Work required » Retype, word for word, the line containing "point: monkey's eye" and every line after it to the end. Skip pictures.

START

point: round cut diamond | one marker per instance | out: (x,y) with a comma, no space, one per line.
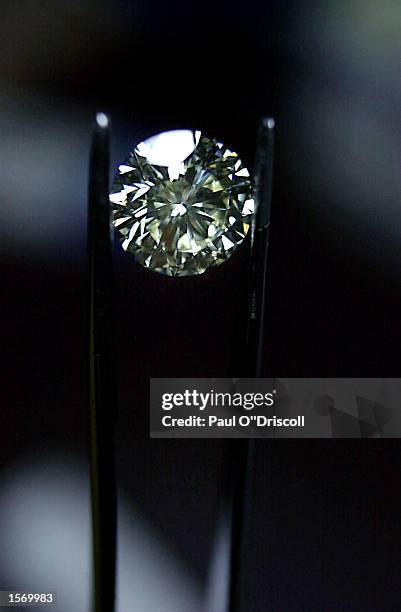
(181,203)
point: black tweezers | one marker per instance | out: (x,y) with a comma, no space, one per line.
(102,388)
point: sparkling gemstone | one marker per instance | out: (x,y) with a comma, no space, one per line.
(182,202)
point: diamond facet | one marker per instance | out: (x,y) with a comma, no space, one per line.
(181,203)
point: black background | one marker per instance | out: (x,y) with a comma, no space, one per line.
(325,528)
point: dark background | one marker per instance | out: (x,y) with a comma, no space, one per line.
(325,529)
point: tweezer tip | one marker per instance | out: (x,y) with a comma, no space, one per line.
(268,123)
(102,120)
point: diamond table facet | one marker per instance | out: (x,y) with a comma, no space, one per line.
(181,203)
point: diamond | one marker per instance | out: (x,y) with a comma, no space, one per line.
(181,203)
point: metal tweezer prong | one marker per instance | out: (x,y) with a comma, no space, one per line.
(102,391)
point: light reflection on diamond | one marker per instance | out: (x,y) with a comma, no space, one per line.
(188,211)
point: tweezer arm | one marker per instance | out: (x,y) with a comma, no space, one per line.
(242,459)
(102,397)
(259,247)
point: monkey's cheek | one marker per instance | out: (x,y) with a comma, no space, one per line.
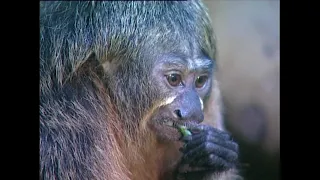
(165,132)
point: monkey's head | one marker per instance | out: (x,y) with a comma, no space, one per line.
(163,73)
(156,57)
(185,79)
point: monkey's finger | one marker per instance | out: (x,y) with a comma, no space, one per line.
(211,139)
(213,162)
(206,149)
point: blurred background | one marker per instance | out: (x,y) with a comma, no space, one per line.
(247,33)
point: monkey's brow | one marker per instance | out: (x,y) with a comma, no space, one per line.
(199,64)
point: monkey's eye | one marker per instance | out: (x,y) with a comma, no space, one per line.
(201,81)
(174,79)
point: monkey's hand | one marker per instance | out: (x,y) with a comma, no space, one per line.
(207,150)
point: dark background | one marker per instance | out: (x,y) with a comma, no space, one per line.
(248,33)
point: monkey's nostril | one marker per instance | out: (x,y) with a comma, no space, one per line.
(178,113)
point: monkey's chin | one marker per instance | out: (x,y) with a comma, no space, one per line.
(167,130)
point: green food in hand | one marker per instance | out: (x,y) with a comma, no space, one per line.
(184,131)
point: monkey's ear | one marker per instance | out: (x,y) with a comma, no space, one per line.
(213,108)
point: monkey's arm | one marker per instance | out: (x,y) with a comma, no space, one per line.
(207,153)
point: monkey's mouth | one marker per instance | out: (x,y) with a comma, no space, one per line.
(176,124)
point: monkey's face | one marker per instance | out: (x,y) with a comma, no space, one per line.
(184,83)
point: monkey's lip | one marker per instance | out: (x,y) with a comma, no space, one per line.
(175,124)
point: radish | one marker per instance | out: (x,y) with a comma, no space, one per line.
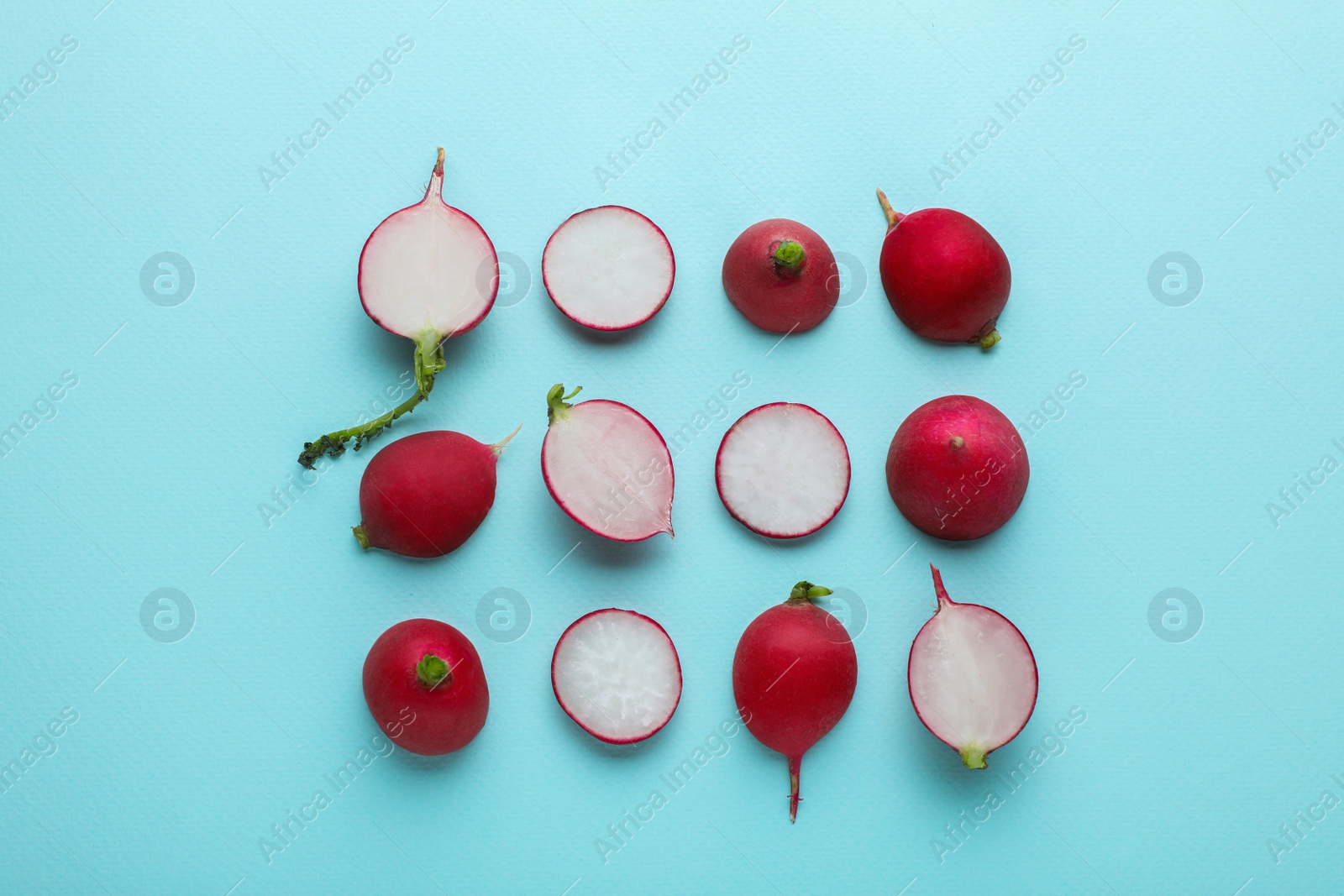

END

Correct output »
point: monkey's eye | one marker per instance | out: (x,y) with a comma, no space, one per line.
(201,81)
(174,79)
point: monkey's hand | one marker per instance | out: (x,y) with a comma, no space, one per line.
(207,150)
point: dark background | one marker per instance | out: (x,y) with a comma, no space, one per line.
(248,33)
point: monkey's nostril | one marker per instance | out: (x,y) with a comma, no space, one per line.
(178,113)
point: monkey's chin | one marker per instance | out: (x,y) with a comma, no space, one per line.
(167,130)
point: green food in hand | one marker per instance | out: (x,y) with a comma, no space, one per line.
(184,131)
point: monkey's ear | one marker per instance | out: (x,y) with a comma, no space, one per line.
(213,108)
point: monkey's arm | one marker per instance | out: (x,y) with a comma, no space, one per line.
(207,153)
point: monkey's mouth | one marker per instance | out: (x,y) with a comma, no space, one per line.
(176,124)
point: monkey's face | one marker per instance | out: (x,y) with a comma, no space, one per line.
(184,83)
point: monkey's lip | one marker per instance | out: (x,y) with a comma, no space, one per line.
(175,124)
point: radish | one marker per instance | out: (x,y) with a comma, no space, one per line.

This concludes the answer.